TASK OBJECTIVE –
All entries must come back exactly as given, with no pictures in the copy.

(Photo-based referring expression data)
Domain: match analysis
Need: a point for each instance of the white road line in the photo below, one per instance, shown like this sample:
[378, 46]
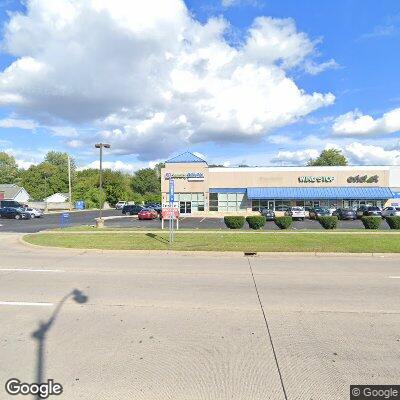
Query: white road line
[29, 270]
[23, 303]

RESULT FOR THIS EXERCISE –
Domain: match analysis
Need: a point for each instance of the white road line in the photo below, one per instance, shown like this sample:
[378, 46]
Query: white road line
[29, 270]
[23, 303]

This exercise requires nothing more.